> [Your task]: Please arrange all the records below as a Markdown table with two columns, Row and Record line, giving each non-blank line its own numbered row. Leave out blank lines and the pictures.

┄┄┄┄┄┄┄┄┄┄

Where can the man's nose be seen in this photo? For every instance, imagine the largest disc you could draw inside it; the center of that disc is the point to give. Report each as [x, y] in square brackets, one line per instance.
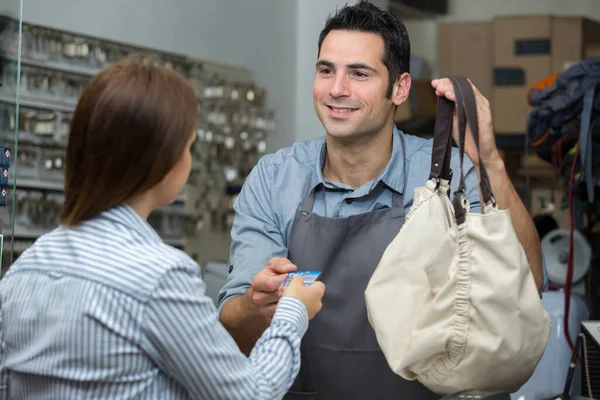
[341, 87]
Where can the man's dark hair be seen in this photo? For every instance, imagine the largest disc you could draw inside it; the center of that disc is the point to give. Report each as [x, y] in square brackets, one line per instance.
[368, 18]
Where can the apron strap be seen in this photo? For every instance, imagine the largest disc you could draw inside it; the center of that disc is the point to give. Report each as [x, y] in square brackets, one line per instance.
[309, 201]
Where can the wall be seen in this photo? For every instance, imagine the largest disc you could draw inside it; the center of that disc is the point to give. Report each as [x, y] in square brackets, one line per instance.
[423, 33]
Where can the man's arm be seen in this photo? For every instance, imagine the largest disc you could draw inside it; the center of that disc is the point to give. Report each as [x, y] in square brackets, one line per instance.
[255, 239]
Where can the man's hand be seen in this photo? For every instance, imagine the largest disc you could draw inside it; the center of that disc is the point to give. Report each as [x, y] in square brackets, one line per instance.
[487, 142]
[265, 290]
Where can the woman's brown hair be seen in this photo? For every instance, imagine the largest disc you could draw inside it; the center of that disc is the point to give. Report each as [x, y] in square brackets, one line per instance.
[131, 125]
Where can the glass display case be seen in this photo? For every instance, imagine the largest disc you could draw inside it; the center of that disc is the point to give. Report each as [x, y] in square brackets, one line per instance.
[45, 71]
[10, 77]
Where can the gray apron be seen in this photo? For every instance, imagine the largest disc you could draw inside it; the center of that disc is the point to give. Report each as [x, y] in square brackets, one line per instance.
[341, 359]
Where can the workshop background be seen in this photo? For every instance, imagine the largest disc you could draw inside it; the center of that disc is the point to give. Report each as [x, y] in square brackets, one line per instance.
[252, 64]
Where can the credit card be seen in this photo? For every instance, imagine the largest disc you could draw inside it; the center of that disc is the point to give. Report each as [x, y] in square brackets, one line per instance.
[308, 276]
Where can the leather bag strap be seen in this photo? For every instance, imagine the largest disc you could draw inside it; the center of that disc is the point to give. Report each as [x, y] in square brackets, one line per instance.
[466, 111]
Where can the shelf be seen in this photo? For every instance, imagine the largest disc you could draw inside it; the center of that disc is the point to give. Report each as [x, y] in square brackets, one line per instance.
[510, 141]
[58, 66]
[39, 185]
[27, 101]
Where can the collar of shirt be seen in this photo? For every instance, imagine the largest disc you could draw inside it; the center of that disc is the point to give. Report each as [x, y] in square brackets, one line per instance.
[389, 176]
[125, 215]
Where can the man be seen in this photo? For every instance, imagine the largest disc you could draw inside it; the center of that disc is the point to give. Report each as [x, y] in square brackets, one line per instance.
[335, 203]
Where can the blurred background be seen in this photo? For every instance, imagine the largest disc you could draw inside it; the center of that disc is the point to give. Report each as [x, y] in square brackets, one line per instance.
[252, 64]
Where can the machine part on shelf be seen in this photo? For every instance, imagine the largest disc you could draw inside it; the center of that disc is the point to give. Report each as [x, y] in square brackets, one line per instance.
[544, 224]
[232, 129]
[555, 248]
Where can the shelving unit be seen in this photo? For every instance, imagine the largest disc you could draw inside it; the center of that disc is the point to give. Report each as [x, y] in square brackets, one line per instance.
[232, 128]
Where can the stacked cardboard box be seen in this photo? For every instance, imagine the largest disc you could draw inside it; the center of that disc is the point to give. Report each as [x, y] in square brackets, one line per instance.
[506, 56]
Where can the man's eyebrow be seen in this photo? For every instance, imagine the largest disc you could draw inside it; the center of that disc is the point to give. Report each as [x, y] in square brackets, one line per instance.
[324, 63]
[357, 65]
[361, 66]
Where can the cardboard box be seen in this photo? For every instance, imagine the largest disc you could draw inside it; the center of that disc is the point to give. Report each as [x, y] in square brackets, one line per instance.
[422, 102]
[526, 50]
[466, 48]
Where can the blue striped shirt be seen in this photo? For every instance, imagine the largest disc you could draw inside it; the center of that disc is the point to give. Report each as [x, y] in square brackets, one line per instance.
[106, 310]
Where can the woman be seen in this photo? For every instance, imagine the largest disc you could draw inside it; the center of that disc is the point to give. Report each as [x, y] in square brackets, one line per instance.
[101, 308]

┄┄┄┄┄┄┄┄┄┄

> [Solved problem]:
| Row | Record line |
|---|---|
| 1 | Where can the man's nose be seen in this photo? For every instance, imagine the largest disc you could draw inside it; the center of that disc is the point to give. Report each as [x, y] in square brackets, one line per instance. |
| 2 | [341, 87] |
| 3 | Where can the man's dark hair be seen in this photo? For every instance, imagine the largest disc you could draw inside it; the center of that disc is the point to give. Report each as [x, y] in square brackets, one line per instance. |
| 4 | [368, 18] |
| 5 | Where can the apron strap be seen in this photo? For every instance, imagine the largest disc you could draw inside it; the center of that disc is the point to give. Report each as [x, y] in square brackets, one line per instance. |
| 6 | [309, 201] |
| 7 | Where can the wall be seen in this photo? For every instance, imagine the largest disc you could draw inside it; the center of that disc is the point to give. Report each as [x, y] in square brackets, one line per instance. |
| 8 | [423, 33] |
| 9 | Where can the man's arm be seen in this photo? For every instance, imagine the largest disc you could draw inside it; the center of that disc is the point to give. Report each as [x, y] in square brackets, one line per instance. |
| 10 | [255, 239] |
| 11 | Where can the man's hand be seen in this photo? For every instance, imagine the largest disc you could draw inside it; the center of that disc is the point to give. Report each as [x, y] in square brackets, one line per instance. |
| 12 | [487, 142] |
| 13 | [265, 290] |
| 14 | Where can the woman's brown hair be seen in this photo? For every instance, imagine the largest disc you could draw inside it; the center of that disc is the point to give. Report each as [x, y] in square brackets, one line per instance. |
| 15 | [131, 125] |
| 16 | Where can the glass display case be seen in this photo? For every instance, imagine the largest disc you could draw inside it; the center of that disc is the point to give. Report each as [x, y] in square brackets, one line per instance. |
| 17 | [45, 71] |
| 18 | [10, 77] |
| 19 | Where can the gray apron be seen in this photo? For every instance, imagine the largest disc you could draw inside it; the center of that disc is the point to give. Report each as [x, y] in square brackets, one line per instance. |
| 20 | [341, 359] |
| 21 | Where can the workshop background be seen in this photo? For every instance, imagine the largest disc you could draw inside it; the center of that disc is the point to give. Report each as [x, y] in square brackets, one line per instance. |
| 22 | [252, 64] |
| 23 | Where can the credit card be seen in this photo? For every instance, imagine the largest disc you could draw inside it; the center of that disc is the point to give. Report each as [x, y] in square brackets, one line per instance. |
| 24 | [308, 276] |
| 25 | Where can the leather bag strap be seen in this photo? For every instance, imagine the largest disc you could draw inside it; the center of that disc is the point to give. Report each as [x, y] in square brackets, one line per instance. |
| 26 | [466, 111] |
| 27 | Where can the shelf be seen in this photo? For every instance, imagine the largest disc you could draw inside it; the center of that disc is the point to give. Report each as [x, y] in square brackets, one line per instance. |
| 28 | [510, 141] |
| 29 | [58, 66] |
| 30 | [39, 185] |
| 31 | [27, 101] |
| 32 | Where can the collar of shirt be seen in this photo? For every instance, imagine the largest disc you could draw inside it; the center of that disc is the point to give. Report each as [x, y] in square brackets, one line per instance. |
| 33 | [389, 176] |
| 34 | [125, 215] |
| 35 | Where can the man be seen in this photo? For every instance, imagine the largest disc you could draw inside it; the center of that disc is the point to give. Report each as [x, y] in square brackets, one line per instance. |
| 36 | [335, 203] |
| 37 | Where can the blurred background be seen in this photo? For every instance, imagine the largest disc you could draw inside it; the center of that disc is the point to give. Report each as [x, y] in square brackets, one line per instance. |
| 38 | [252, 64] |
| 39 | Where can the machine part on shelf be seen in this photo? For every instance, imagine the largest disc you could draw inside it; the center of that disc is the point to give. Report each as [x, y] in square brackets, one line per instance. |
| 40 | [544, 224] |
| 41 | [232, 129] |
| 42 | [555, 248] |
| 43 | Where can the shelving unit be seen in this photo? For every instance, imagine the largest disc you could draw inside it; the center of that disc is the point to give. Report each as [x, y] in square brackets, one line per instance. |
| 44 | [232, 128] |
| 45 | Where can the stacked cardboard box be seen in this photo? For every instance, imagine the largest disc you could draw inside it; the center of that disc is the point to give. Report each as [x, y] in square brackets, one line per instance. |
| 46 | [506, 56] |
| 47 | Where can the man's eyebrow be seen in this photo? For every instance, imagine the largest disc you could draw inside it; the center of that disc is the point to give. Report each as [x, y] in square brackets, one line per instance. |
| 48 | [324, 63] |
| 49 | [357, 65] |
| 50 | [361, 66] |
| 51 | Where can the cardboard box be seen in this photo? For every instance, imagine the largest disc you could draw inside it; the center of that disc is the point to give. Report each as [x, y] in square brackets, one line per instance. |
| 52 | [422, 102] |
| 53 | [526, 50] |
| 54 | [466, 48] |
| 55 | Where can the blue striped shirt be seen in this photo? For every instance, imagine the largest disc you could draw inside it; the center of that disc is the point to give. Report each as [x, y] in square brackets, one line per instance. |
| 56 | [106, 310] |
| 57 | Where can the woman be seen in this photo? For every instance, imagine the largest disc you could draw inside it; the center of that disc is the point to give. Report each as [x, y] in square brackets, one line per instance. |
| 58 | [101, 308] |